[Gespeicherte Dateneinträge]
^^^^^^^^^^^^^^^^

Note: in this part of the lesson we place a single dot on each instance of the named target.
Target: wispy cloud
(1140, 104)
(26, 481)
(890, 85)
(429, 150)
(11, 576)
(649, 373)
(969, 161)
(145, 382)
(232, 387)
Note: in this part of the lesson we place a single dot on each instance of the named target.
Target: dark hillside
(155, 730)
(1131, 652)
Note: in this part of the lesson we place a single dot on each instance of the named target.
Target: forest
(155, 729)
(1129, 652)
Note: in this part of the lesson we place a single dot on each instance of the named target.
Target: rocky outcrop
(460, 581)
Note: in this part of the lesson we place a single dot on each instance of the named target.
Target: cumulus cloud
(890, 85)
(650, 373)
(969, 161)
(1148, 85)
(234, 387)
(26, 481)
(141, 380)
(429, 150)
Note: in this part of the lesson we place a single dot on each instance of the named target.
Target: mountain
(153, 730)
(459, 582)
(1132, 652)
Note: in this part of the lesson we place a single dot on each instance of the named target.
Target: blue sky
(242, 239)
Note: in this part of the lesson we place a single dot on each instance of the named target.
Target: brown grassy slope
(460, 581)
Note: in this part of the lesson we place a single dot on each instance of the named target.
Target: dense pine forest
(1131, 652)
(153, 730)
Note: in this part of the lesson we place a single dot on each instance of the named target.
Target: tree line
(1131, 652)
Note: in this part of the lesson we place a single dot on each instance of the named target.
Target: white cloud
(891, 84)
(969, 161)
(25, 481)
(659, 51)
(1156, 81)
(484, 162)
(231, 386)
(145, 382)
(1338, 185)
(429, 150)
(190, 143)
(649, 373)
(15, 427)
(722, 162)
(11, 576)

^^^^^^^^^^^^^^^^

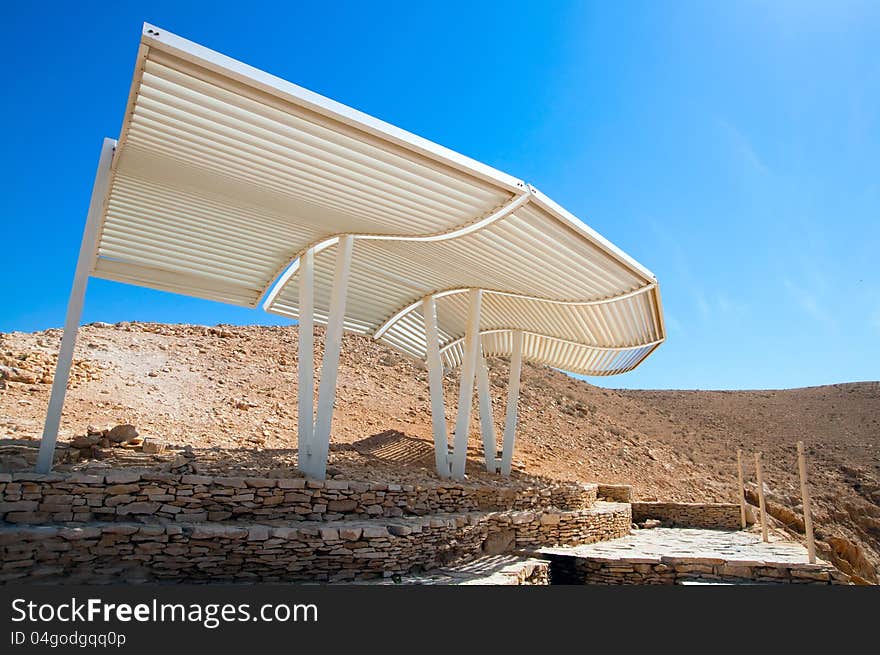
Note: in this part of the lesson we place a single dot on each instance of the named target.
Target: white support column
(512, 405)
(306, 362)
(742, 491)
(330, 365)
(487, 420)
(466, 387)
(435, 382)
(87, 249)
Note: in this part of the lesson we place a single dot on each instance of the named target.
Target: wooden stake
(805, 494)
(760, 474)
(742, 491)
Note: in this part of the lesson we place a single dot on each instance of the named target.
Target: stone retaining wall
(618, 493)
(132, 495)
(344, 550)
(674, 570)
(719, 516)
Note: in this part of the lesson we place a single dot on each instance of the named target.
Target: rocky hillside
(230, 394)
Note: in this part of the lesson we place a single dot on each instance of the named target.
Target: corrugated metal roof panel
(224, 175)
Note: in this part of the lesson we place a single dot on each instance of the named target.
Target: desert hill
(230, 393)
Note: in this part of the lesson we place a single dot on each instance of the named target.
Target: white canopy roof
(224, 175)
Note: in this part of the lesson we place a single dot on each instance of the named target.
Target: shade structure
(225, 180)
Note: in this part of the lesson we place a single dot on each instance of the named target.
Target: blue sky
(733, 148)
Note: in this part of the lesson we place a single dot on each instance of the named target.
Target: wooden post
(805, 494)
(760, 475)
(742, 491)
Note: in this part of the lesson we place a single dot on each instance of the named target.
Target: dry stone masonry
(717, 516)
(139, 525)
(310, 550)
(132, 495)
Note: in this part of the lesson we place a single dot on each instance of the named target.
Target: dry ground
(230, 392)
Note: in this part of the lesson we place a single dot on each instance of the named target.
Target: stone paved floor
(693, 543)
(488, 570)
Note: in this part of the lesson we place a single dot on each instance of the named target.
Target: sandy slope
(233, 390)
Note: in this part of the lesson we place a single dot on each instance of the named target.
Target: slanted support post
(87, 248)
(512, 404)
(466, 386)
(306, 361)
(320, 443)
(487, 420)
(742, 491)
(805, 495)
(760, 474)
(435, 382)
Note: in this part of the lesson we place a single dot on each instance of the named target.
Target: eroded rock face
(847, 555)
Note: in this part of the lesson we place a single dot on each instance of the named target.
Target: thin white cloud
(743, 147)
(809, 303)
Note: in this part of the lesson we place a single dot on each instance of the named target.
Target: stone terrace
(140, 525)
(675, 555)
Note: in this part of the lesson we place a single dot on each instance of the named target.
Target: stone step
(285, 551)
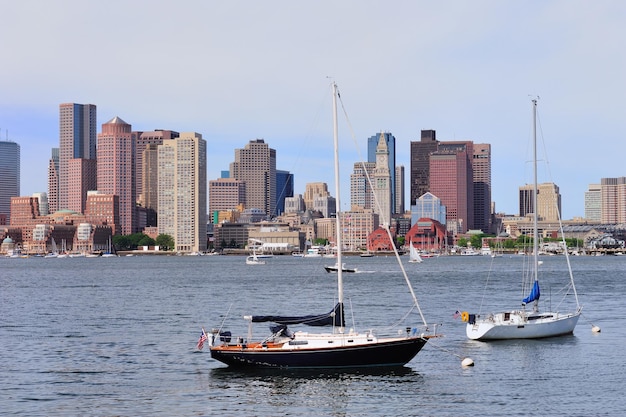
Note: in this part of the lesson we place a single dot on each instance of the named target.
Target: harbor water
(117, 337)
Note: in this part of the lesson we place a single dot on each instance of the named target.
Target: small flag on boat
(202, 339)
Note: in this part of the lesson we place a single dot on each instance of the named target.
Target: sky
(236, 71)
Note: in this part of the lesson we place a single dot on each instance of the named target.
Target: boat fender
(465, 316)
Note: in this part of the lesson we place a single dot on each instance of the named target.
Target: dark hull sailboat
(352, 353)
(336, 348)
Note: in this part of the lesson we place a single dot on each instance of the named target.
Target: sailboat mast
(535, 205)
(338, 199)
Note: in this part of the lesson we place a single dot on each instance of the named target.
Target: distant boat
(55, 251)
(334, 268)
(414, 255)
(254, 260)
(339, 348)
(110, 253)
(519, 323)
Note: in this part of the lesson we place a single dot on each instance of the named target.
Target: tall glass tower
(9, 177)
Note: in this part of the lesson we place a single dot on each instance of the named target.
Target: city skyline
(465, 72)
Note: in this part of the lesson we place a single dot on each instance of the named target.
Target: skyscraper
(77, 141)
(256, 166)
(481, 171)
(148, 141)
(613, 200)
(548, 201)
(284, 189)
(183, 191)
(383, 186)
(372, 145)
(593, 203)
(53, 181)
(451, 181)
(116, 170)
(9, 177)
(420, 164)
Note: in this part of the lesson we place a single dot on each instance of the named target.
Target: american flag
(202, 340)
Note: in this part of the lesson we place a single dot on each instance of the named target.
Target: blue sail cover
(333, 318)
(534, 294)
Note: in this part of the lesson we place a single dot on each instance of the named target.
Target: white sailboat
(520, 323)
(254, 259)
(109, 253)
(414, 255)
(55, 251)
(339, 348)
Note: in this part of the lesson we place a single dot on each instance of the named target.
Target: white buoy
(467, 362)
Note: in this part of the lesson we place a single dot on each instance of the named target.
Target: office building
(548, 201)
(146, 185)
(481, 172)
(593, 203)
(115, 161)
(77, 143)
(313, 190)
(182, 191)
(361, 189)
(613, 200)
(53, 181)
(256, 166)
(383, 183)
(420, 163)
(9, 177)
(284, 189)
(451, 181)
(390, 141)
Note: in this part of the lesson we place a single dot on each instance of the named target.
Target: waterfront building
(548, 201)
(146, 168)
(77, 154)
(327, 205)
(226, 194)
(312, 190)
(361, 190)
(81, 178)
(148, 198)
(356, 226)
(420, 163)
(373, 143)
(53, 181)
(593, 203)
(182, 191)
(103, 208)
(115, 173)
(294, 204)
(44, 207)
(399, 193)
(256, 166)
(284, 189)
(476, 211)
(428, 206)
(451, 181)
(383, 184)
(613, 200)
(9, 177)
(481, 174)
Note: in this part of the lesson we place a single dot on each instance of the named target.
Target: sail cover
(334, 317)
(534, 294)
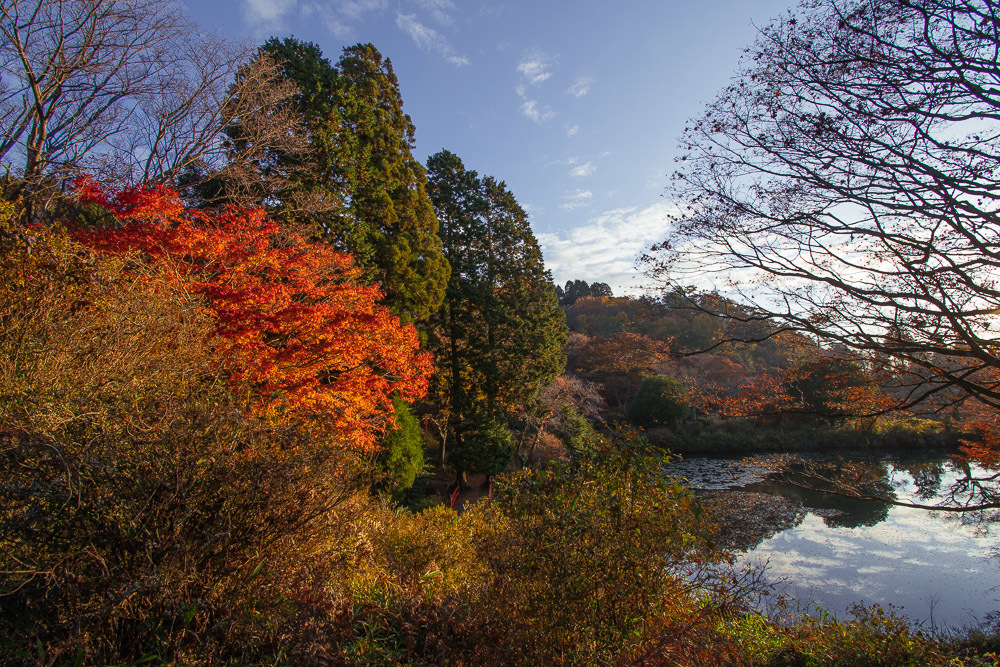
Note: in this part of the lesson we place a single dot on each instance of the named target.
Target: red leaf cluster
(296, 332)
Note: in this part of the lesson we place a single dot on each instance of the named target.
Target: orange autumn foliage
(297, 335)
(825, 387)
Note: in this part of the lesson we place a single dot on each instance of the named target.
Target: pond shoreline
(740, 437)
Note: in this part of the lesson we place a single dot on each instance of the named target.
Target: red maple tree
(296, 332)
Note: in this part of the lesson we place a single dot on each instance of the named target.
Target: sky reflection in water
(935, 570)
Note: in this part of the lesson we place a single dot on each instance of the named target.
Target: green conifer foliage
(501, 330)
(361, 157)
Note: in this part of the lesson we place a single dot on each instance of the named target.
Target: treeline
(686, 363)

^^^^^^^^^^^^^^^^

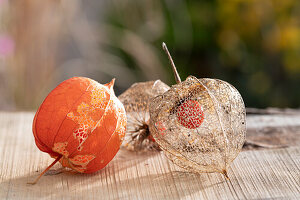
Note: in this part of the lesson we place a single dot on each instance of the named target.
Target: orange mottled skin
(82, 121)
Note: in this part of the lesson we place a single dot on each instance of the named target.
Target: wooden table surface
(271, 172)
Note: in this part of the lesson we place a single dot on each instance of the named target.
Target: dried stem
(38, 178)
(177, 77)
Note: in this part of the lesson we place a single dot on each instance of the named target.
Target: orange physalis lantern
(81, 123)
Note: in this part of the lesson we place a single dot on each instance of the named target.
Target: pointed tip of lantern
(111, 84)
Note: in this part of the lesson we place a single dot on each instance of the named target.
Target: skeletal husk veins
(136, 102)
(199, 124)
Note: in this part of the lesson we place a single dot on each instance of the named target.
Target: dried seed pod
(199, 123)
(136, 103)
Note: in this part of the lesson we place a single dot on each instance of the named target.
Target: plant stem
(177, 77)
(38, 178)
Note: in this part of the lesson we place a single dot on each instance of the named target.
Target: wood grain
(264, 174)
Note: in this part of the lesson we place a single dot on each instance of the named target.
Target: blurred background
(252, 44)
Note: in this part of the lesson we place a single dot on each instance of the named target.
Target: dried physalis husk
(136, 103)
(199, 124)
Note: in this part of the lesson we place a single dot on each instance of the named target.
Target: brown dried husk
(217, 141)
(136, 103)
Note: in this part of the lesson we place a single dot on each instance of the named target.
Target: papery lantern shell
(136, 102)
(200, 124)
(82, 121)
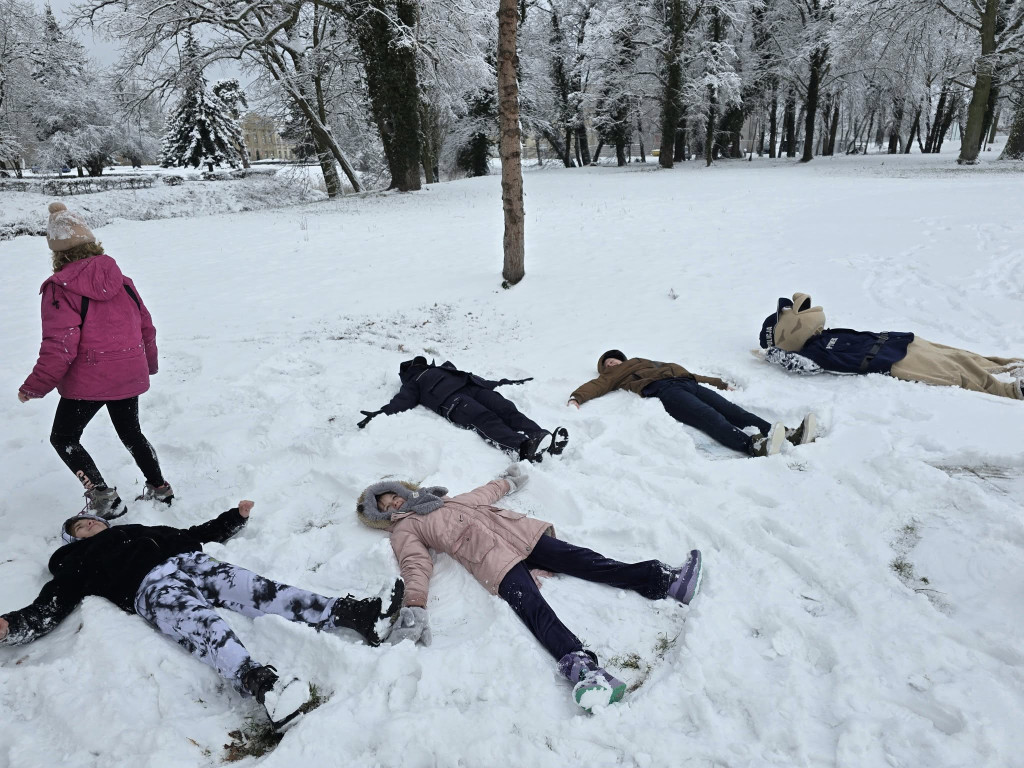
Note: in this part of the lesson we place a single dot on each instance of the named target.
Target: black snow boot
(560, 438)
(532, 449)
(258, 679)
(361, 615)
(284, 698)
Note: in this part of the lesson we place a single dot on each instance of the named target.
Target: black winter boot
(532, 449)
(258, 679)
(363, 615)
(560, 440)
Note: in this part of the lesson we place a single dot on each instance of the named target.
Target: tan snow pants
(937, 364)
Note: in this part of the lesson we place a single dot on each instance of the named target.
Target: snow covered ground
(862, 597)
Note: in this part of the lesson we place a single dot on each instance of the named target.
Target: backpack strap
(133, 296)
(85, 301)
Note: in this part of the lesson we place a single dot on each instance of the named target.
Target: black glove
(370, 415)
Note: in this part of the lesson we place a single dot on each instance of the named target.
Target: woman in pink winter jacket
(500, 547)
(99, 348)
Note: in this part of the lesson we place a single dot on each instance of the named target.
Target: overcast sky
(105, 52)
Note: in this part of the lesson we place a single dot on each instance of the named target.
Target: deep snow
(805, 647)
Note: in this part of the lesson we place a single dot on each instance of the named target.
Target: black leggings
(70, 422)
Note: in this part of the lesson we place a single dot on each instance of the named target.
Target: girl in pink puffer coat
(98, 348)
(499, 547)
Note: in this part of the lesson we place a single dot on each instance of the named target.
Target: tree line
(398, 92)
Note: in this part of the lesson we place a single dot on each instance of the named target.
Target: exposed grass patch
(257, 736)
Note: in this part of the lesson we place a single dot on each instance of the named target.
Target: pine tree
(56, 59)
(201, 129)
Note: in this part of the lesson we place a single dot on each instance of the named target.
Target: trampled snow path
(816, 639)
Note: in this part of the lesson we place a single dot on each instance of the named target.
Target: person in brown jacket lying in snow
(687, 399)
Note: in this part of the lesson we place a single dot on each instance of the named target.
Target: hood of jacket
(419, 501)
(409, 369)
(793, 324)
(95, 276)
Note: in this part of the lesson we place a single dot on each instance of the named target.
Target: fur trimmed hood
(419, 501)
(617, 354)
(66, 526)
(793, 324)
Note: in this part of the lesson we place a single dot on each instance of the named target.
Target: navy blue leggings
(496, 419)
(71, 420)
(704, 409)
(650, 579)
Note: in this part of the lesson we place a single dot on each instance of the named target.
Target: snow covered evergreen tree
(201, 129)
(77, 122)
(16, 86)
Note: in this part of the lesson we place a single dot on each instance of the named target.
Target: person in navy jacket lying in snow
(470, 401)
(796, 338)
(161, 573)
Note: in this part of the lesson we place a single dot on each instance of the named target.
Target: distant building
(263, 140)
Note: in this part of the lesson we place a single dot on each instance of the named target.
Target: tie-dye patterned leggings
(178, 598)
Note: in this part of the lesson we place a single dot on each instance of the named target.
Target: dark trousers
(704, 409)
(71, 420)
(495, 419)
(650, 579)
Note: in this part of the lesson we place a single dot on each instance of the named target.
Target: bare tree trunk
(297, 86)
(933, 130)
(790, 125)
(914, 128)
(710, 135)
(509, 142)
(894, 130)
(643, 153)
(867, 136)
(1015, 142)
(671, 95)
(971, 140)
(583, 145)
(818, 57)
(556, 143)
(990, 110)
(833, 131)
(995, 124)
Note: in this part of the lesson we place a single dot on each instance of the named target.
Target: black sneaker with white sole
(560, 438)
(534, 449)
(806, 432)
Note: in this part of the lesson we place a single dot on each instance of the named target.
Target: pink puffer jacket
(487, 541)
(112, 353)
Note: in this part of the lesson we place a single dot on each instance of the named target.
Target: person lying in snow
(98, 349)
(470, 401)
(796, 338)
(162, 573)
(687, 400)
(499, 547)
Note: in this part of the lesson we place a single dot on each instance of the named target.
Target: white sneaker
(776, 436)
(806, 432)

^^^^^^^^^^^^^^^^

Sammle aus den Daten jede Zeile, die das Wort „hillside“ enthält, und gib diese Zeilen unverändert wieder.

Target: dark hillside
Target: rocky hillside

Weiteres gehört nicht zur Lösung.